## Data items
--*--

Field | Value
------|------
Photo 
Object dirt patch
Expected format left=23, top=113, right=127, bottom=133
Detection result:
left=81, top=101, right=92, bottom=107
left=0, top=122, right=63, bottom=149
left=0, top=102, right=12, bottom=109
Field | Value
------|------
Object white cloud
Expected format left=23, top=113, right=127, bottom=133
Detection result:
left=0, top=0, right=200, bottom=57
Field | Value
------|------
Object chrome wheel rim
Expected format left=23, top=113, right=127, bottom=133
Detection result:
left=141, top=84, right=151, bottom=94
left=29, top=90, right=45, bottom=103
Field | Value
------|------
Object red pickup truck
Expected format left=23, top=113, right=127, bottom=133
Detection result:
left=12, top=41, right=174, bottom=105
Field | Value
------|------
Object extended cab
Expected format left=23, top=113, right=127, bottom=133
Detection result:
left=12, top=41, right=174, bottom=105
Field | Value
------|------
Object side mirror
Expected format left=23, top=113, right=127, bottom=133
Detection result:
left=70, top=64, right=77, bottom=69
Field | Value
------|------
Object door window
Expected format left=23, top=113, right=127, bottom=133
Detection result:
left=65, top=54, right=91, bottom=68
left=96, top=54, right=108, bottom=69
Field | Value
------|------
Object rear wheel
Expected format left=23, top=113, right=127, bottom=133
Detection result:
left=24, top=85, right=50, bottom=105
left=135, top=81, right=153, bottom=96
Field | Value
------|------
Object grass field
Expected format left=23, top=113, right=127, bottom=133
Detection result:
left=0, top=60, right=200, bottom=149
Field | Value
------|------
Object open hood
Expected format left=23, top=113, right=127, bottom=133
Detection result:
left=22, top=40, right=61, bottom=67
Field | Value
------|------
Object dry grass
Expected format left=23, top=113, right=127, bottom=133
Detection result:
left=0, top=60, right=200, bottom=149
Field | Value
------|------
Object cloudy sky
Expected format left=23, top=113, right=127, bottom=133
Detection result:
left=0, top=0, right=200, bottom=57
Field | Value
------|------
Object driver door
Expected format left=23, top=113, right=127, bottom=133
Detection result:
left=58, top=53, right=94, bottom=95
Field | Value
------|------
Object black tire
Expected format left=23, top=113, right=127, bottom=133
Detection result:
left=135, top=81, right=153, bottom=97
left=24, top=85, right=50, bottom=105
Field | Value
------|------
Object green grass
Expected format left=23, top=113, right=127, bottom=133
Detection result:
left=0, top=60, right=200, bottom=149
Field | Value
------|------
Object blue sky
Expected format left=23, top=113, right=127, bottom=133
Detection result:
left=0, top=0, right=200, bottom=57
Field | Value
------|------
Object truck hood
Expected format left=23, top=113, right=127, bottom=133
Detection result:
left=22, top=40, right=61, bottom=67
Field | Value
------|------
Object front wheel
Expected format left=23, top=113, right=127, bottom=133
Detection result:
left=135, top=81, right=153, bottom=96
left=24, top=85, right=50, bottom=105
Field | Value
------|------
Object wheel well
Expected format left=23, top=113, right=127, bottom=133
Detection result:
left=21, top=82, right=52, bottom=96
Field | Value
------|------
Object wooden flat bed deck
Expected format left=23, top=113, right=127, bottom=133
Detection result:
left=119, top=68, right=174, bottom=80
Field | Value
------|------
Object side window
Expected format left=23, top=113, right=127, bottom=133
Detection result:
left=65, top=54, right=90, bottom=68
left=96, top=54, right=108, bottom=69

--*--

## Exercise objective
Report each line in the entries above that includes the string "grass". Treat uppercase and lowercase as different.

## Final answer
Object grass field
Object dry grass
Object green grass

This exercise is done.